> _WHAT YOU ARE ASKED TO DO_
Copy the entries from the line containing "Please identify the green" through the last entry, substituting "misty peak" for "hazy mountain" and keeping everything else the same.

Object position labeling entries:

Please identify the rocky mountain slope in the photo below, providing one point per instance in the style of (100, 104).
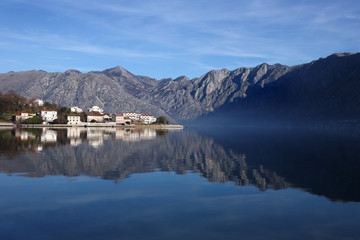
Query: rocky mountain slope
(329, 84)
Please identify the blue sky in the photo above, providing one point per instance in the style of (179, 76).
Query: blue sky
(160, 38)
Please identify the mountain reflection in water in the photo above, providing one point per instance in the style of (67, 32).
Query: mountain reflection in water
(321, 165)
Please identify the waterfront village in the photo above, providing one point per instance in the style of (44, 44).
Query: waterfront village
(94, 116)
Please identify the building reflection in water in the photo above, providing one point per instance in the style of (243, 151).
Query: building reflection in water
(114, 154)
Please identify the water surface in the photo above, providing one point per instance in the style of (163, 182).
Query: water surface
(80, 183)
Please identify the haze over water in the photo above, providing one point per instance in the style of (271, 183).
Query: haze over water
(146, 184)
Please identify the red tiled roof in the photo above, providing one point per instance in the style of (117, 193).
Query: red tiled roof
(47, 110)
(93, 114)
(19, 113)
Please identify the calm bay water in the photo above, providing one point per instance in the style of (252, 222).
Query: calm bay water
(145, 184)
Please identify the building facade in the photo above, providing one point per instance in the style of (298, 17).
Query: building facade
(148, 119)
(132, 115)
(48, 115)
(118, 118)
(76, 109)
(73, 119)
(96, 109)
(94, 116)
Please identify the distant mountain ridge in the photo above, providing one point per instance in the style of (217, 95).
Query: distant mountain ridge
(326, 87)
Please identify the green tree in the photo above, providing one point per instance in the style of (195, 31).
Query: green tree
(33, 120)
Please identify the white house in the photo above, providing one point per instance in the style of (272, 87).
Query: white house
(73, 119)
(21, 116)
(147, 119)
(48, 115)
(76, 109)
(118, 118)
(96, 109)
(39, 102)
(96, 116)
(132, 115)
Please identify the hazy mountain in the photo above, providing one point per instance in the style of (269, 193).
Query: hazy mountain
(324, 88)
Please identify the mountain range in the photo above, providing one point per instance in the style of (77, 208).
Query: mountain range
(327, 88)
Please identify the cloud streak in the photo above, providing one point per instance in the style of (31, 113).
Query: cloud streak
(186, 31)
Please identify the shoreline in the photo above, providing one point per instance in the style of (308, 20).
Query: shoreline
(91, 125)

> _COMPLETED TASK_
Please identify the green tree in the photo above, providing one point per instance in the style of (195, 31).
Query: green tree
(33, 120)
Please identify the white house in the photo above, providing one point per instance in the style of (272, 87).
Query: white house
(73, 119)
(21, 116)
(147, 119)
(48, 115)
(76, 109)
(118, 118)
(96, 109)
(39, 102)
(96, 116)
(132, 115)
Please identify the misty peak in the photo above, providing one point per instance in the style of (269, 193).
Query: misty peak
(324, 88)
Please identify the mountain range in the photo above, providing one point per instance in the style of (77, 208).
Query: mountain range
(327, 88)
Please identify the cloud streak in the photo above, providing one point per instance in the style of (31, 113).
Query: cloud streak
(186, 31)
Please identify the shoreline in the photo above, providing one point per instance in the style of (308, 20).
Query: shoreline
(91, 125)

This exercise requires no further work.